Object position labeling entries
--- START ---
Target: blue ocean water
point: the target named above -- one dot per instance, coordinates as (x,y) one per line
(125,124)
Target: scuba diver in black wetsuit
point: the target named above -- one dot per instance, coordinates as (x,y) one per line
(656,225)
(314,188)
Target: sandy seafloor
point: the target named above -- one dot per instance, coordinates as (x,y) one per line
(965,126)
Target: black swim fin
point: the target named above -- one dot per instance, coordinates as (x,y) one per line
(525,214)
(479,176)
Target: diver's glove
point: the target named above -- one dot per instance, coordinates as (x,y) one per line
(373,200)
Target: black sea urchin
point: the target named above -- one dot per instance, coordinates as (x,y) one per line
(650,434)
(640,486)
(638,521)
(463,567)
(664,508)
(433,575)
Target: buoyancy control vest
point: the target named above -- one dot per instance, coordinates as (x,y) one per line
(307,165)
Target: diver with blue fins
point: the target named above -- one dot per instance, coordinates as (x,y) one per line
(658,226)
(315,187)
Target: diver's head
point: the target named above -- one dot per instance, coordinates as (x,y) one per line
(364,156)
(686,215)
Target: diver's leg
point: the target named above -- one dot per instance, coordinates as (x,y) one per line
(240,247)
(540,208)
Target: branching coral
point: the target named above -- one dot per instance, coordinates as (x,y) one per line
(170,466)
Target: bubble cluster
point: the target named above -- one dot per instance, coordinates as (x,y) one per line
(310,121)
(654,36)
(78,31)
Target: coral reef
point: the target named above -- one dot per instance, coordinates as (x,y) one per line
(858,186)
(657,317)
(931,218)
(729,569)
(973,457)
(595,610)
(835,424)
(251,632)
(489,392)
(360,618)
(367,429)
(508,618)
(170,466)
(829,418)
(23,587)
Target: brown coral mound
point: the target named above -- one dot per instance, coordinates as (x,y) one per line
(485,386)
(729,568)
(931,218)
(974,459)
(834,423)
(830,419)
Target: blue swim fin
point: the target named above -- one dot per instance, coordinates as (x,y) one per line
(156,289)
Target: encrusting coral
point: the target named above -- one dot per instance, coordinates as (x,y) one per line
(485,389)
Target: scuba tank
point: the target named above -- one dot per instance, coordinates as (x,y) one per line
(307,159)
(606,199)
--- END ---
__What is expected__:
Write out all of the lines above again, switching every "swim fin" to "flipper" and leaving everything else the same.

__Answer for this exercise__:
Target: blue ocean water
point: the target named above -- one dot per instance, coordinates as (x,y) one per line
(125,124)
Target: scuba diver in black wetsuit
point: the target named above -- one dot per instance, coordinates as (x,y) one per line
(656,225)
(314,188)
Target: sandy seafloor
point: the target named above -- one dot per instance, coordinates as (x,y) one per line
(965,126)
Target: black flipper
point: the target named above -- one dot per instance, coordinates as (x,y) one per line
(525,214)
(479,176)
Target: diver's glove
point: the target named above -- one dot per instance, coordinates as (x,y) one per line
(373,200)
Target: black sea urchin
point: the target named above -- one dot per instance, coordinates as (x,y) one per line
(650,434)
(640,486)
(638,521)
(463,567)
(664,508)
(433,575)
Target: buoyancy control vest
point: the target named above -- one dot per instance, coordinates as (x,y) one per line
(307,165)
Target: diver with blue fins
point: the target named above -- one dot per instance, coordinates as (x,y) one per line
(658,226)
(315,187)
Target: diver's head
point: the target named above -- one dot per instance, coordinates as (x,y) one per line
(364,156)
(686,215)
Target: diver's leg
point: the target named above -- one dot per instance, coordinates as (x,y) one per line
(240,247)
(540,208)
Target: branching coral
point: the target named above -- one dot per instance, coordinates as (x,y) one per line
(170,466)
Target: bubble cluster
point: the target named above -- one dot per instance, coordinates as (x,y) one per line
(310,121)
(654,36)
(78,31)
Target: coral reef
point: the target named above -- one dot per instance, coordinates as (x,y) one per line
(858,186)
(657,317)
(931,218)
(729,569)
(973,457)
(595,610)
(835,424)
(251,632)
(489,392)
(360,618)
(367,429)
(508,618)
(170,466)
(829,418)
(23,587)
Target: brown coral mound
point: the target named above -- one dot per instance, coordinates as (x,y) one per line
(485,386)
(729,568)
(931,218)
(974,459)
(834,423)
(830,419)
Target: blue flipper
point: the target named above -- one dot per instance, coordinates as (x,y) one per line
(156,289)
Target: encrusting coral
point: the target named above -- one dot per instance, coordinates as (x,y) one per line
(485,389)
Target: scuba tank
point: the target named above -- one dot per instance, coordinates as (x,y) one per line
(307,159)
(606,199)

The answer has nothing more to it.